* _WHAT YOU SHOULD DO_:
Please rewrite the lines below, substituting "blue headband" for "red headband" and leaving everything else the same. Omit the pictures from your answer.

* _SUPPLIED RECORDS_:
%%
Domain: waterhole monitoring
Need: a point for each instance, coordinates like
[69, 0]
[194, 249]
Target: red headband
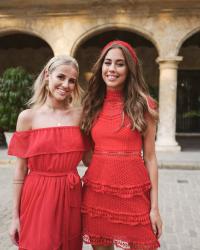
%%
* _RESULT OF THE TASK_:
Domain: waterhole monitoring
Need: a point for each instance, coordinates like
[69, 0]
[194, 249]
Target: blue headband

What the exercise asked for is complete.